• Given instruction
Pull out each line of the material below that contains the word "background", matching case exactly, and copy those lines.

• The input
::::::::::

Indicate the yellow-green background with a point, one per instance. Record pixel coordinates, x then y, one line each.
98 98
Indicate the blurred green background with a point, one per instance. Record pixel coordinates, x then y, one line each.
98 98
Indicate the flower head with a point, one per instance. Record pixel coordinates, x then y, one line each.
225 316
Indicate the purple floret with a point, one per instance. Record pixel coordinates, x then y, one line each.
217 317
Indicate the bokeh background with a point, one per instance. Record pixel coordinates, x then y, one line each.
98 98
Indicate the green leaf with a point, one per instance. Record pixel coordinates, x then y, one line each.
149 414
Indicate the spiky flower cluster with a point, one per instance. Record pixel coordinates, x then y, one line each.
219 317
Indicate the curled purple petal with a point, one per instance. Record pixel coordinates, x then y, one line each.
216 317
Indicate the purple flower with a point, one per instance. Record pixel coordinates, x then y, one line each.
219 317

::::::::::

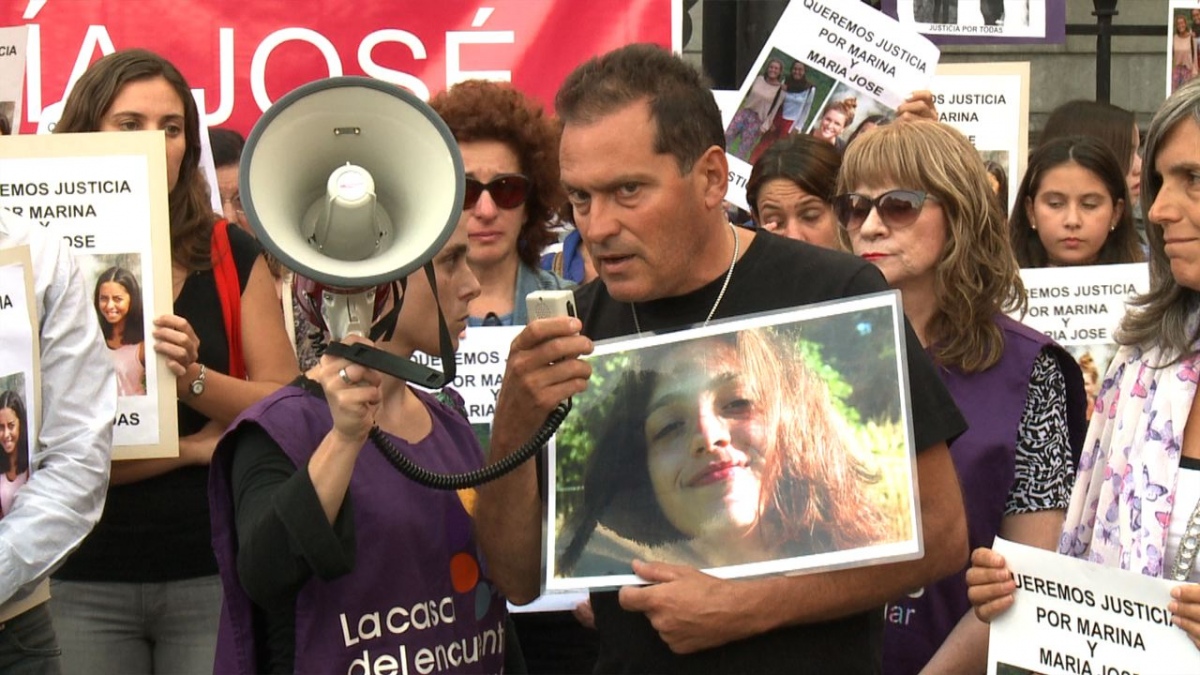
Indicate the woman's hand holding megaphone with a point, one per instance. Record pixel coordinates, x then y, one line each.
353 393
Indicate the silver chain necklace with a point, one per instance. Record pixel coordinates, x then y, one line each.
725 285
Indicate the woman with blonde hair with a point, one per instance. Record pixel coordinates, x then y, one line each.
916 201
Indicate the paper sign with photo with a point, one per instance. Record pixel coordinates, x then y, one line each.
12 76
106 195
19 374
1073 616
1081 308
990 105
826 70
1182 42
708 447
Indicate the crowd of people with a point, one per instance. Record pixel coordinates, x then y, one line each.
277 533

::::::::::

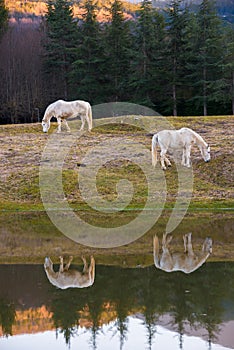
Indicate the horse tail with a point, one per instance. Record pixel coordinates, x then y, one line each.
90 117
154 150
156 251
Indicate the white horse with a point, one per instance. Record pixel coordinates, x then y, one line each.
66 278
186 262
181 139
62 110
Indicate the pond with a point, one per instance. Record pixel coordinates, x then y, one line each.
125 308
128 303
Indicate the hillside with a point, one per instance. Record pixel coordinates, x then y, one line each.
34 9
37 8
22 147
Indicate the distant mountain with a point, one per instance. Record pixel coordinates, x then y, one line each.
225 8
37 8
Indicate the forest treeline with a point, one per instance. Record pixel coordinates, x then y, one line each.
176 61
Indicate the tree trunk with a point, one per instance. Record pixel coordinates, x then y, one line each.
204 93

::::::::::

• Task output
Indicate the yellow-green background with a point, one per instance. Record pixel coordinates, x then y, one line each.
Indicate the blurred green background with a point, one per instance. Record pixel coordinates, x then y, one line each.
Indicate the bokeh background with a point, one per instance. Record pixel coordinates, x then y, one line each.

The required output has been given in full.